* _Task_: Write out all the data again, exactly as shown.

* _Entries shown_:
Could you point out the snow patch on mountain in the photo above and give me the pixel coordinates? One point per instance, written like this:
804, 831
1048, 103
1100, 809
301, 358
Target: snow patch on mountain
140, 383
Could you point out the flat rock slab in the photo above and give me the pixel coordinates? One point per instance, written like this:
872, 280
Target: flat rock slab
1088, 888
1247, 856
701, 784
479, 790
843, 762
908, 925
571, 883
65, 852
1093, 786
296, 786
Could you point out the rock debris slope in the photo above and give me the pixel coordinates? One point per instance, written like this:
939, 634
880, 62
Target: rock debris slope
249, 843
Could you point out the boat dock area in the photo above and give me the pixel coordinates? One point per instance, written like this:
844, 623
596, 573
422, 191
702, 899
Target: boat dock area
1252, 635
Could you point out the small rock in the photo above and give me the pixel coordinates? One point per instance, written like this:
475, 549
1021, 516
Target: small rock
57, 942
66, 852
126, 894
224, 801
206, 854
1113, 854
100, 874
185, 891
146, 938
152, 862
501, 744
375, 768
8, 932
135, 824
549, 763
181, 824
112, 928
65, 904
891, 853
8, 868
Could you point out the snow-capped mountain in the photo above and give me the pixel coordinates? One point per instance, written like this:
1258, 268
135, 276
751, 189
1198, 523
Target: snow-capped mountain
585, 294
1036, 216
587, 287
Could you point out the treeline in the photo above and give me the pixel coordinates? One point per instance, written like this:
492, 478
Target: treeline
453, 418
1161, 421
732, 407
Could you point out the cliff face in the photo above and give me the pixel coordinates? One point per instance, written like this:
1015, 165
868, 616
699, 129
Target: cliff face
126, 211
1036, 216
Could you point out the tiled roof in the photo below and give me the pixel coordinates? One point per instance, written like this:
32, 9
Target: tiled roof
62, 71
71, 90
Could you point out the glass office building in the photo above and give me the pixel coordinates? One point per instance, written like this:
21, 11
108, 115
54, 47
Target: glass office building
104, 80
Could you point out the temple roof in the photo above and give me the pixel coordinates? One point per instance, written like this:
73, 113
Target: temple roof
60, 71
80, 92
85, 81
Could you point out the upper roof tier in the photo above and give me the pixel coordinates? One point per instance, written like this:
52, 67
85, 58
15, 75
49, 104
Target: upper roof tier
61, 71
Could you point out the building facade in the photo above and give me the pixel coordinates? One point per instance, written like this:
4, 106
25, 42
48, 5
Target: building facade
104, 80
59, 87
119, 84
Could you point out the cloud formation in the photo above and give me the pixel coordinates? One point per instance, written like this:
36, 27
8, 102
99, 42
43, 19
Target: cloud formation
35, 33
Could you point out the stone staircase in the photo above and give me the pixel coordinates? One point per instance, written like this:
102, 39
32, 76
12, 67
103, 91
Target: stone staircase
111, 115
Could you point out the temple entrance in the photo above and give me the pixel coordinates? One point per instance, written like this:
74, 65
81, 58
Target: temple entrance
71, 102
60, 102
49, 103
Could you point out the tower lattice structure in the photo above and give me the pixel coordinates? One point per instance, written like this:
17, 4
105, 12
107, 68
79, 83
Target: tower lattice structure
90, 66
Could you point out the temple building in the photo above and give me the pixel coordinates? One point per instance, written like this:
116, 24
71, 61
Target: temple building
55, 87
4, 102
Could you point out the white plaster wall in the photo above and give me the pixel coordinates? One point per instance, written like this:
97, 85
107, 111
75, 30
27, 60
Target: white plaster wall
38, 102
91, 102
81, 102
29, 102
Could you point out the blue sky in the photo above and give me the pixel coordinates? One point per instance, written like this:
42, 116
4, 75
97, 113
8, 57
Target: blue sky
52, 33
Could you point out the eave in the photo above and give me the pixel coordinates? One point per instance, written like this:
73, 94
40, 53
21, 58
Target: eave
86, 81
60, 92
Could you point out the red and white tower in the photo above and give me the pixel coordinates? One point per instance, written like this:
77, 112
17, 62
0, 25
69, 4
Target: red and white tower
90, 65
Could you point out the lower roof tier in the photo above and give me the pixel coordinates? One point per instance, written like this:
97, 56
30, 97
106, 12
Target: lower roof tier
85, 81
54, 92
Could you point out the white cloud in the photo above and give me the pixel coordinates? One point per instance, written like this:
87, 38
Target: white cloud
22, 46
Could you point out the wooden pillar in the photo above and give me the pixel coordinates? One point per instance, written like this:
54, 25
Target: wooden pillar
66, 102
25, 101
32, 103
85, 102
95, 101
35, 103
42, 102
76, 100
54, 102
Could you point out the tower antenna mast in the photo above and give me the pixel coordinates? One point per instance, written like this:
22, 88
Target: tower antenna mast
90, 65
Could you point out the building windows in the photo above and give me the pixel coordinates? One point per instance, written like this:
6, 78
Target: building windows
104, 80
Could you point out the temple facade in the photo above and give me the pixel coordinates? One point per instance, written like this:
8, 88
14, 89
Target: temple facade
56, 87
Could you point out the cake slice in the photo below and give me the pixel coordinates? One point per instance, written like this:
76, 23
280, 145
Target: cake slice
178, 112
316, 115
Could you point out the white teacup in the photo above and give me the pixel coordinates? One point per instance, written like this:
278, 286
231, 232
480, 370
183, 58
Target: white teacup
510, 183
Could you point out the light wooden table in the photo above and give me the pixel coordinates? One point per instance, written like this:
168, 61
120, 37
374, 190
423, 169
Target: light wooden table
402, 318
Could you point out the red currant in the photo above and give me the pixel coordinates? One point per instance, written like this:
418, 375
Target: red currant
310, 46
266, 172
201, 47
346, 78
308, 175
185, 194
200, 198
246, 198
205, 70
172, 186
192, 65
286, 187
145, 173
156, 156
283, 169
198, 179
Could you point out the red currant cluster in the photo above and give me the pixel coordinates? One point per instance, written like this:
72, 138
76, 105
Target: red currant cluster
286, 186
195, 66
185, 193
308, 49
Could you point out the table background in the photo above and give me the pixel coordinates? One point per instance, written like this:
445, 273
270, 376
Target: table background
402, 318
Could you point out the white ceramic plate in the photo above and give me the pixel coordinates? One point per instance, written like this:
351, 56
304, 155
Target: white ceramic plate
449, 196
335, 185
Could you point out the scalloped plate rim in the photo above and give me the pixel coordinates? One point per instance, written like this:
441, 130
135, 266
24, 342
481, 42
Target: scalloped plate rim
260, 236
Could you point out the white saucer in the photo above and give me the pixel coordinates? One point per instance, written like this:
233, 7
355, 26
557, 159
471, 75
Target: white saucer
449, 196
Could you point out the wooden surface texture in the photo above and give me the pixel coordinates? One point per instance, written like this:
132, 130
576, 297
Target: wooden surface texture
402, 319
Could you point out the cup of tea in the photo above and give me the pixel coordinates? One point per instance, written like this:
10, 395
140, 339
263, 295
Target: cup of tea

* _Task solution_:
Could you point out the snow patch on mountain in the photo above and give me the pixel coordinates? One point per instance, written like this:
804, 831
1048, 103
1100, 809
301, 358
Target: snow patch on mountain
140, 383
Could you point out the flat rock slab in the photo above and give me the pixel coordinates? One point per instance, written like this:
872, 280
Target: flat rock slab
1088, 888
1247, 856
701, 784
479, 790
843, 762
908, 925
571, 883
65, 852
1093, 786
296, 786
Could you point out the rock debris slope in the photo above and give me the pixel coordinates? One point per instance, written like this:
939, 634
880, 62
Target: rock debris slope
249, 843
Could you point out the boat dock area in the photo above and give me the pixel coordinates? One point per instance, written like this:
844, 623
596, 573
422, 191
702, 899
Target: boat dock area
1252, 635
Could you point out the small rock in the photo above and give me the pixel coordinates? One point per instance, written like this:
475, 549
1021, 516
Target: small rock
57, 942
66, 852
126, 894
224, 801
206, 854
1113, 854
100, 874
185, 891
146, 938
152, 862
501, 744
375, 768
8, 932
135, 824
549, 763
181, 824
112, 928
65, 904
891, 853
8, 868
Could you point out the snow-capped mountain in the photo above and give me the pixel coordinates? One point per instance, written like this:
1258, 268
135, 276
751, 189
1198, 523
Target: snow-capped mountain
585, 294
1036, 216
587, 287
Could you point out the treeline in the photo above and give me the pixel coordinates? One point per instance, written like this:
492, 478
Target: treeline
453, 418
1161, 421
732, 407
Could you point out the cliff face in the photo above and give me the pixel coordinates? One point per instance, written like this:
1015, 165
868, 616
699, 129
Target: cliff face
126, 211
1036, 216
Could you point out the tiled roof in the photo below and give me the pixel coordinates? One point per instance, written like this:
32, 9
Target: tiled roof
62, 71
71, 90
Could you point out the glass office building in the photo above and give me the pixel coordinates? One point per instance, written like this:
21, 11
108, 115
54, 47
Target: glass office building
104, 80
Could you point out the temple roof in the photo above and give me the pixel coordinates? One point per instance, written like this:
73, 113
Target: temple roof
60, 71
80, 92
85, 81
Could you point out the upper roof tier in the photo above and give me the pixel coordinates? One point per instance, written like this:
52, 67
85, 58
15, 75
49, 104
Target: upper roof tier
61, 71
Could you point out the building facade in the photo above and give me the pixel coordinates? One point per instance, written like this:
4, 106
25, 42
48, 5
Target: building facade
104, 80
59, 87
119, 84
Could you point out the cloud formation in the photo above and give me the pixel coordinates? One point per instance, written like this:
36, 27
8, 102
99, 42
43, 19
Target: cloud formation
35, 33
Could you point out the stone staircase in the photo above and give me the pixel coordinates? One point per instance, written like this:
102, 39
32, 76
12, 67
103, 91
Target: stone staircase
111, 115
Could you point out the temple entrance in the photo above and give me the pixel coordinates? One point per instance, written like this:
74, 65
81, 58
Target: temple entrance
71, 102
60, 102
49, 103
Could you point out the tower lattice structure in the photo above and give me the pixel coordinates? One point per instance, written like this:
17, 4
105, 12
107, 68
79, 83
Target: tower lattice structure
90, 66
Could you point out the temple building in the photo above and give me the pixel coordinates? One point per instance, written like this:
116, 24
71, 61
Target: temple building
55, 87
4, 102
Could you point out the white plaster wall in the photo above and give me the pixel coordinates? One point per instance, written like this:
97, 85
107, 111
75, 30
27, 60
Target: white plaster wall
38, 102
91, 102
81, 102
29, 102
Could you point out the blue sky in the photo above and give me the pixel coordinates? One point per instance, written like this:
42, 116
4, 75
97, 113
8, 57
Target: blue sky
52, 33
Could you point out the eave in the photo above and give me the pixel coordinates? One point per instance, written like this:
73, 94
40, 53
21, 58
Target: eave
86, 81
60, 92
Could you point out the red and white tower in the photo above and give me the pixel coordinates? One point per instance, written like this:
77, 112
17, 62
0, 25
69, 4
Target: red and white tower
90, 65
Could you point out the lower roof tier in the photo above and give me the pixel coordinates? One point per instance, written like this:
97, 56
30, 97
106, 12
Target: lower roof tier
85, 81
54, 92
Could you point out the white cloud in the photo above and give me the pixel coordinates? One point per instance, written like this:
87, 38
Target: white cloud
22, 46
Could you point out the wooden pillar in the photo above and give me the pixel coordinates? One point per instance, written like this:
54, 25
Target: wooden pillar
66, 102
25, 101
32, 103
85, 102
95, 101
35, 103
42, 102
76, 100
54, 102
Could you point out the tower antenna mast in the photo above and give me the pixel coordinates? One point per instance, written like this:
22, 88
Target: tower antenna mast
90, 65
Could you point out the building windows in the photo above and give me the pixel coordinates? One point per instance, written like this:
6, 78
Target: building windows
104, 80
Could you point out the temple facade in the photo above and give me the pixel coordinates? One point per instance, written like this:
8, 88
14, 89
Target: temple facade
56, 87
Could you point out the cake slice in the photo below and give me the pixel coordinates? One point per instance, written like this:
76, 23
280, 145
Target: cake slice
178, 112
316, 115
Could you point out the white teacup in the photo above and give me the pixel coordinates? One point per instance, written like this:
278, 286
231, 232
480, 370
183, 58
Target: white teacup
510, 183
Could you point out the light wooden table in the photo above and give me the pixel coordinates? One point per instance, written like this:
168, 61
120, 37
374, 190
423, 169
Target: light wooden table
402, 318
Could you point out the red currant in the photo above and give me the pixel coordinates? One point per instance, written like this:
418, 375
Target: red currant
310, 46
266, 172
201, 47
346, 78
308, 175
185, 194
200, 198
246, 198
205, 70
172, 186
192, 65
286, 187
145, 173
156, 156
283, 169
198, 179
Could you point out the red currant cluster in the photo above and give me the pixel coordinates? One point per instance, written like this:
72, 138
76, 105
Target: red currant cluster
286, 186
195, 66
185, 193
308, 49
Could you point out the table background in the photo above and give me the pixel coordinates? One point per instance, written like this:
445, 273
270, 376
Target: table background
402, 318
Could you point out the white ceramic plate in the photo above and give me the pixel coordinates? One point per instance, written like this:
351, 56
304, 155
Target: white ceramic plate
449, 196
335, 185
Could you point out the scalloped plate rim in the photo above and give me the pixel coordinates? One point per instance, written like this:
441, 130
135, 266
24, 342
481, 42
Target: scalloped plate rim
260, 236
Could you point out the white saucer in the photo above and give me the pixel coordinates? One point per instance, written like this:
233, 7
355, 26
557, 159
471, 75
Target: white saucer
449, 196
Could you point out the wooden surface texture in the photo above and give me the pixel coordinates? One point per instance, written like this:
132, 130
576, 297
Target: wooden surface texture
402, 319
Could you point out the cup of tea in the photo above and give me the pixel coordinates? One point per instance, written like this:
10, 395
140, 339
263, 295
Target: cup of tea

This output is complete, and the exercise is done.